#### YOUR TASK
Render every line of the listing below as a JSON list of strings, one string per line, leaving out any blank lines.

#### DATASET
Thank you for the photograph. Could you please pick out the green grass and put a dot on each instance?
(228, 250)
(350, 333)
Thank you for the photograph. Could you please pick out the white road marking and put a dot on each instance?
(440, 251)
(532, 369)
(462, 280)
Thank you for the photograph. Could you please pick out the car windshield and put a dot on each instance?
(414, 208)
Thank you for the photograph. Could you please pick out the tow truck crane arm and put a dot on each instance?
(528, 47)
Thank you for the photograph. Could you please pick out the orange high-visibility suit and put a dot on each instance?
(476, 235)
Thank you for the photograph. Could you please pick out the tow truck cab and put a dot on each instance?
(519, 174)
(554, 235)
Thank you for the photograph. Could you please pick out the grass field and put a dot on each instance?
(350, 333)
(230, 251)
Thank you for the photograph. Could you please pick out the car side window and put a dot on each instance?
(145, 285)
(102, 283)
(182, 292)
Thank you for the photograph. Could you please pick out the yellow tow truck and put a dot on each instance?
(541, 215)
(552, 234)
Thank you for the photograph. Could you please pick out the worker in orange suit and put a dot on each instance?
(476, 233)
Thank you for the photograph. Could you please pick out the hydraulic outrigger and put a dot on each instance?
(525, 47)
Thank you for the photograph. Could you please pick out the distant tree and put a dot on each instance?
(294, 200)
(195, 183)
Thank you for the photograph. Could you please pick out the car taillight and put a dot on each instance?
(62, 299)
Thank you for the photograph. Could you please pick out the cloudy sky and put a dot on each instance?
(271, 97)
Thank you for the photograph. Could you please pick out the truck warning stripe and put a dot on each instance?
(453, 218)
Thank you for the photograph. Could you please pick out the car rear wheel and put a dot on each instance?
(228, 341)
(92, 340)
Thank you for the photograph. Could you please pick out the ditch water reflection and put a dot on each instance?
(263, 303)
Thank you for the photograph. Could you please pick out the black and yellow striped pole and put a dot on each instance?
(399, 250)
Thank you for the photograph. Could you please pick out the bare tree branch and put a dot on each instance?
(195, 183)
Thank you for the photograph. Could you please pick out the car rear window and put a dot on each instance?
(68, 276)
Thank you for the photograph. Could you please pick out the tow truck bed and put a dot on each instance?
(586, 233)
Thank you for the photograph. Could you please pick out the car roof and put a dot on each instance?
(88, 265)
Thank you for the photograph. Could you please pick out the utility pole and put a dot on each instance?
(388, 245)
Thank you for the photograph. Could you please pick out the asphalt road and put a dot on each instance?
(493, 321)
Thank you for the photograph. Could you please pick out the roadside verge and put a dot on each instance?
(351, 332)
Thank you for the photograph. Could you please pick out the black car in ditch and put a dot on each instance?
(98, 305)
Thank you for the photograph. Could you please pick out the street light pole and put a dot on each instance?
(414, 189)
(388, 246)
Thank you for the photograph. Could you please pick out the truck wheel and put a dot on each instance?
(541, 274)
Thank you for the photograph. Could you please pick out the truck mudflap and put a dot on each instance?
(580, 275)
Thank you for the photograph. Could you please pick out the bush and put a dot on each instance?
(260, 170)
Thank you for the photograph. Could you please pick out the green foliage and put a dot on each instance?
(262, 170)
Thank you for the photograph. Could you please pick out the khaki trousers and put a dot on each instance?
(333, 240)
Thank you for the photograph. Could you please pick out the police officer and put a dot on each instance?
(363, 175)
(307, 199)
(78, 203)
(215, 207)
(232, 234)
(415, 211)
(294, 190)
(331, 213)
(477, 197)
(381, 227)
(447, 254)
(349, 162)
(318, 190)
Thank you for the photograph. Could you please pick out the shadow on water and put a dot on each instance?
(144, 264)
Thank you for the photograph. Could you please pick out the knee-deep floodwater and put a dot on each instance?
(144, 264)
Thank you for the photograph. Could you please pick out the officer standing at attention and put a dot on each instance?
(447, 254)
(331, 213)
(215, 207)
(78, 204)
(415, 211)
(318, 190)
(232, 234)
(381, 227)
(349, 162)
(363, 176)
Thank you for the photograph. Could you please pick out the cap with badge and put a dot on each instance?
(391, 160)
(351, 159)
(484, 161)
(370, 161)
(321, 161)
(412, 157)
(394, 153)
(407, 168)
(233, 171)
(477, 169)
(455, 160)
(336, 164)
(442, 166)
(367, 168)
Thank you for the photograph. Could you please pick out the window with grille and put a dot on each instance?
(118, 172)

#### SOLUTION
[
  "Thank you for the photograph. Could you please pick out the green grass and put a dot on each instance?",
  "(228, 250)",
  "(350, 333)",
  "Thank you for the photograph. Could you please pick out the white road marking and put a dot on each instance?",
  "(440, 251)",
  "(532, 369)",
  "(462, 280)",
  "Thank you for the photograph. Could you please pick out the car windshield and put a dot on each instance?",
  "(414, 208)",
  "Thank you for the photograph. Could you please pick out the tow truck crane arm and put a dot on each instance?",
  "(528, 47)",
  "Thank you for the photograph. Could you please pick out the orange high-visibility suit and put a dot on each instance?",
  "(476, 235)",
  "Thank you for the photograph. Could you please pick out the tow truck cab and put a dot on each instance?",
  "(519, 174)",
  "(554, 235)",
  "Thank you for the photograph. Could you please pick out the grass field and put a dot on each instance?",
  "(350, 333)",
  "(230, 251)",
  "Thank you for the photograph. Could you please pick out the car side window and put a dot on each instance?",
  "(145, 285)",
  "(102, 283)",
  "(182, 292)",
  "Thank you for the photograph. Could you please pick out the yellow tow truck and put a dot on each instance?",
  "(541, 215)",
  "(552, 234)",
  "Thank you for the photograph. Could you please pick out the worker in orange suit and put a dot on each instance?",
  "(476, 233)",
  "Thank you for the photograph. Could you please pick out the hydraulic outrigger and put a dot on each instance?",
  "(525, 47)",
  "Thank you for the photograph. Could you please pick out the distant tree and put a dot on each instance?",
  "(294, 200)",
  "(195, 183)",
  "Thank you for the photograph. Could you please pick out the car taillight and put a dot on each instance?",
  "(62, 299)",
  "Thank you for the photograph. Could you please pick out the cloudy sky and put a dot on each instance?",
  "(271, 97)",
  "Thank you for the photograph. Could you please pick out the truck warning stripe and put a dot on each instance?",
  "(453, 218)",
  "Thank you for the photograph. Could you please pick out the car rear wheel and put a dot on each instance?",
  "(228, 341)",
  "(92, 340)",
  "Thank you for the photograph. Could you please pick out the ditch water reflection and put a dot on each instance?",
  "(263, 303)",
  "Thank you for the photograph. Could you please pick out the black and yellow striped pole and put a dot on each instance?",
  "(399, 250)",
  "Thank you for the photograph. Could you please pick out the bare tree branch and put a dot on each instance?",
  "(195, 183)",
  "Thank you for the photograph. Could you please pick out the car rear window and put a dot on each instance?",
  "(68, 276)",
  "Thank you for the photograph. Could you please pick out the tow truck bed and put a dot on each instance?",
  "(586, 233)",
  "Thank you for the photograph. Could you please pick out the car roof and put a dot on each instance?",
  "(88, 265)",
  "Thank you for the photograph. Could you please pick out the utility pole and put a dot on each instance?",
  "(388, 245)",
  "Thank you for the photograph. Could you please pick out the asphalt road and put a dot on each instance?",
  "(493, 321)",
  "Thank you for the photograph. Could you please pick out the roadside verge and put a dot on each instance?",
  "(351, 332)",
  "Thank you for the photograph. Could you please pick out the black car in ditch and put a dot on each instance?",
  "(98, 305)",
  "Thank you for the photograph. Could you please pick out the street light pole and put a dot on each instance?",
  "(414, 189)",
  "(388, 246)",
  "Thank you for the photograph. Could you please pick out the truck wheel and put a dot on each instance?",
  "(541, 274)",
  "Thank you for the photograph. Could you please pick out the truck mudflap and put a dot on each instance?",
  "(580, 275)",
  "Thank you for the photograph. Could you please pick out the bush and put a dot on each instance?",
  "(260, 170)",
  "Thank you for the photograph. Could you please pick out the green foliage and put a dot on each instance?",
  "(262, 170)",
  "Thank you for the photograph. Could you please pick out the khaki trousers and put a dot on each instance?",
  "(333, 240)",
  "Thank you for the photograph. Could you please pick out the police officer and put a dot on each instance?",
  "(363, 175)",
  "(307, 199)",
  "(78, 203)",
  "(215, 207)",
  "(232, 234)",
  "(415, 211)",
  "(294, 190)",
  "(331, 213)",
  "(477, 197)",
  "(381, 227)",
  "(447, 254)",
  "(349, 162)",
  "(318, 190)",
  "Thank you for the photograph. Could you please pick out the shadow on water and put a dot on each instance?",
  "(144, 264)",
  "Thank you for the photograph. Could you please pick out the knee-deep floodwater and put a dot on each instance?",
  "(144, 264)",
  "Thank you for the photograph. Could you please pick out the officer standing at attention and put a dot on each instance?",
  "(447, 254)",
  "(331, 213)",
  "(215, 207)",
  "(78, 204)",
  "(415, 211)",
  "(318, 190)",
  "(232, 234)",
  "(381, 227)",
  "(349, 162)",
  "(363, 176)",
  "Thank you for the photograph. Could you please pick out the cap with badge and put a dot on each instance?",
  "(391, 160)",
  "(351, 159)",
  "(484, 161)",
  "(370, 161)",
  "(321, 161)",
  "(412, 157)",
  "(394, 153)",
  "(407, 168)",
  "(233, 171)",
  "(477, 169)",
  "(455, 160)",
  "(336, 164)",
  "(442, 166)",
  "(367, 168)",
  "Thank you for the photograph. Could you please pick out the window with grille and put a dot on each instance?",
  "(118, 172)"
]